**課題 A:**
下の記録のエントリのうち、「of the debris」を含む行から、エントリの最後の行までをそのまま打ち直してください。両端の行も含めます。

* * * *

異なるテナントのサブスクリプションに対しての Geo レプリケーションについては、Entra ID 認証はサポートされておらず、SQL 認証を使用して、同一のユーザー名 / パスワード / SID を使用したミラーアカウントを使用して、SQL Database 間の接続を確立する必要があります。
詳細については、サブスクリプション間 geo レプリケーション に記載されていますが、この方法を使用することで、異なるテナント間の SQL Database でレプリケーションを行うことが可能です。
SQL 認証については、データベース内で完結した認証情報を用いた認証ですので、テナントを跨いでも問題ありません。
Geo レプリケーション先のサーバーに対しての認証方法
異なるテナントに構築した Geo レプリケーション先のサーバーに対して、SQL 認証を使用するのであれば、接続については問題にならないかと思います。
しかし、Entra ID 認証を使用する場合には、いくつかの考慮が必要となります。
ユーザーを使用した認証
SQL Database は他のテナントのユーザーを使用して認証させることができるようになっています。
他のテナントのユーザーを使用して認証をさせる場合、Microsoft Entra ゲスト ユーザーを作成し、Microsoft Entra 管理者として設定する に記載されているように、ゲストユーザーとして Entra ID に登録し、そのユーザーに対して SQL Database のユーザーを作成する必要があります。
Geo レプリケーション先の異なるテナントの SQL Database に対して、Entra ID ユーザーを使用して接続をする場合も同様の考え方となるのですが、通常の方法とは少しだけ異なる対応となり、次のような設定が必要となるという認識です。

* * * *

**課題 B:**
上の文書の抜粋の「しかし、Entra ID 認証を使用する場合には、いくつかの考慮が必要となります。」から「SQL Database のユーザーを作成する必要があります。」まで（両端を含む）を、「他のテナント」を「別のテナント」に入れ替えて書き直してください。

* * * *

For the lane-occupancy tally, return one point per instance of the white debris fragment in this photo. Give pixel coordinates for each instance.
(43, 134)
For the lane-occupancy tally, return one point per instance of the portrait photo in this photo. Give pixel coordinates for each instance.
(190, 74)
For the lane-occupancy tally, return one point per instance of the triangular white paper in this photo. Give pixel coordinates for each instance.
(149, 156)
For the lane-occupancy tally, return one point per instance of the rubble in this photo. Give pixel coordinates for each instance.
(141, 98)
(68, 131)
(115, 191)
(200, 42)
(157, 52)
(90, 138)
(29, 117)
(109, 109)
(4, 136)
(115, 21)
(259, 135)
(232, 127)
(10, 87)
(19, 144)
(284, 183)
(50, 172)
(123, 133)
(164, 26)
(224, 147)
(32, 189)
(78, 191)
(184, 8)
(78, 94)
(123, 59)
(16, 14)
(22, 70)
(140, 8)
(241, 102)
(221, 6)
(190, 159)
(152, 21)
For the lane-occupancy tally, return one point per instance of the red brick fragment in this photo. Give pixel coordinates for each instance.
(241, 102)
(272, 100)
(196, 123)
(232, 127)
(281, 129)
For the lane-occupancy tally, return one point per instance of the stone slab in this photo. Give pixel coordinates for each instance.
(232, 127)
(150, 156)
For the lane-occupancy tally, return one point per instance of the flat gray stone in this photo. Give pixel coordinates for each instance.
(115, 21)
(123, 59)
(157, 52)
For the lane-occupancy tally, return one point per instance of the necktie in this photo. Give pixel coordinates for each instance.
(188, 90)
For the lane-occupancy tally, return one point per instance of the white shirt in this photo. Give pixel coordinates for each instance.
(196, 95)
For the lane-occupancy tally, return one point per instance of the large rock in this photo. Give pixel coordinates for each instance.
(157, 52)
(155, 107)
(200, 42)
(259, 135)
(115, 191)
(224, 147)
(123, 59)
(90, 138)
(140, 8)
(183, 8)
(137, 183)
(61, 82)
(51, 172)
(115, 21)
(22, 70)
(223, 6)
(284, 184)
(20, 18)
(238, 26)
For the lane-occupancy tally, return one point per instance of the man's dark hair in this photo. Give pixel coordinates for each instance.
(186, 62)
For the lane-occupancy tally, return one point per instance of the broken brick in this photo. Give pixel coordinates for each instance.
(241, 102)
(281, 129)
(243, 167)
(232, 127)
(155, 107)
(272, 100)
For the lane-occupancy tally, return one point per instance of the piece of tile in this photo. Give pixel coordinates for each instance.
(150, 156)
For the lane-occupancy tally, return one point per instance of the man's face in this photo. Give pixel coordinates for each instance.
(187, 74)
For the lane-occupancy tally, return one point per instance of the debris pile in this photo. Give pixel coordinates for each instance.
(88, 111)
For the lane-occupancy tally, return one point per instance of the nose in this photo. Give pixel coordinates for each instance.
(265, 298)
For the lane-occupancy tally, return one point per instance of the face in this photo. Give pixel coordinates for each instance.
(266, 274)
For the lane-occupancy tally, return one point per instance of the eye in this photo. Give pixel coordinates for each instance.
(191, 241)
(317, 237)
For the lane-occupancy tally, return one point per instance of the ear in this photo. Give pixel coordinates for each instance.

* * * *

**解答 A:**
For the lane-occupancy tally, return one point per instance of the debris pile in this photo. Give pixel coordinates for each instance.
(88, 111)
For the lane-occupancy tally, return one point per instance of the nose in this photo. Give pixel coordinates for each instance.
(265, 298)
For the lane-occupancy tally, return one point per instance of the face in this photo. Give pixel coordinates for each instance.
(266, 274)
For the lane-occupancy tally, return one point per instance of the eye in this photo. Give pixel coordinates for each instance.
(191, 241)
(317, 237)
For the lane-occupancy tally, return one point per instance of the ear in this photo. Give pixel coordinates for each instance.

**解答 B:**
しかし、Entra ID 認証を使用する場合には、いくつかの考慮が必要となります。
ユーザーを使用した認証
SQL Database は別のテナントのユーザーを使用して認証させることができるようになっています。
別のテナントのユーザーを使用して認証をさせる場合、Microsoft Entra ゲスト ユーザーを作成し、Microsoft Entra 管理者として設定する に記載されているように、ゲストユーザーとして Entra ID に登録し、そのユーザーに対して SQL Database のユーザーを作成する必要があります。